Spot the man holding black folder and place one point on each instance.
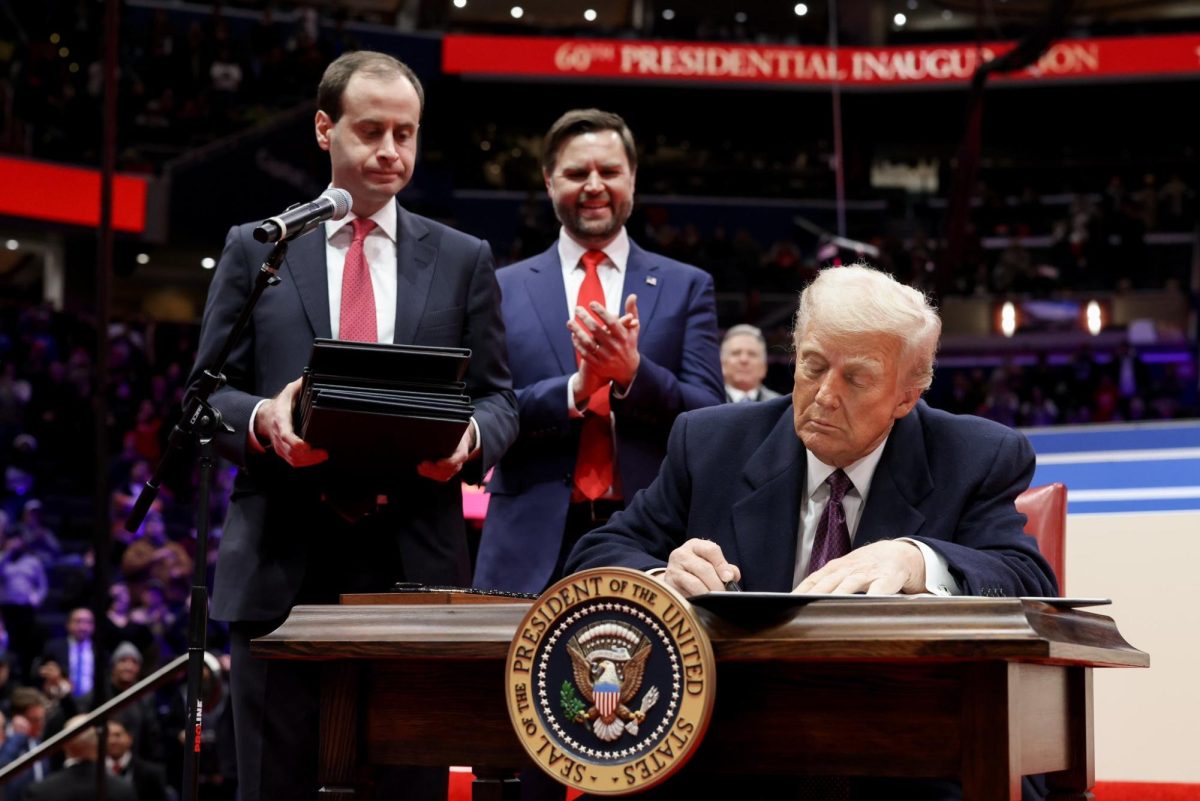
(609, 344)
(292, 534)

==

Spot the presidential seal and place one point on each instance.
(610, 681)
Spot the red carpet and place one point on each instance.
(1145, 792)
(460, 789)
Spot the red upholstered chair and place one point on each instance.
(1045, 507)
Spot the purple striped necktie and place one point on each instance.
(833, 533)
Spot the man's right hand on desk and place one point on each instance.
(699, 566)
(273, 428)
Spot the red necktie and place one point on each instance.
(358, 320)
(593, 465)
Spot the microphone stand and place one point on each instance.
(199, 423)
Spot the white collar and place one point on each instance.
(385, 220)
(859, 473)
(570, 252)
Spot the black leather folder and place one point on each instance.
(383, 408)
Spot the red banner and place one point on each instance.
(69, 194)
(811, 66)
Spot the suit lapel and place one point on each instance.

Your objective:
Reproduce the listing above word for word, from the line containing "Spot the purple" to the line containing "Spot the suit", including both of those lines.

Solution to this task:
Spot the purple striped necktie and place one point on each instance.
(833, 533)
Spot the man's right hand on desk and place one point on each instance.
(699, 566)
(273, 428)
Spot the red necktie and place one point on each instance.
(358, 320)
(593, 465)
Spot the microphone stand and place one point on each instance.
(199, 423)
Spot the white collar and place one point on each instance.
(385, 220)
(859, 473)
(570, 252)
Spot the black leather folder and place one point on each instance.
(383, 408)
Spot the red banner and place one point on each instance.
(69, 194)
(811, 66)
Spot the suit lapel and place one point on each instance.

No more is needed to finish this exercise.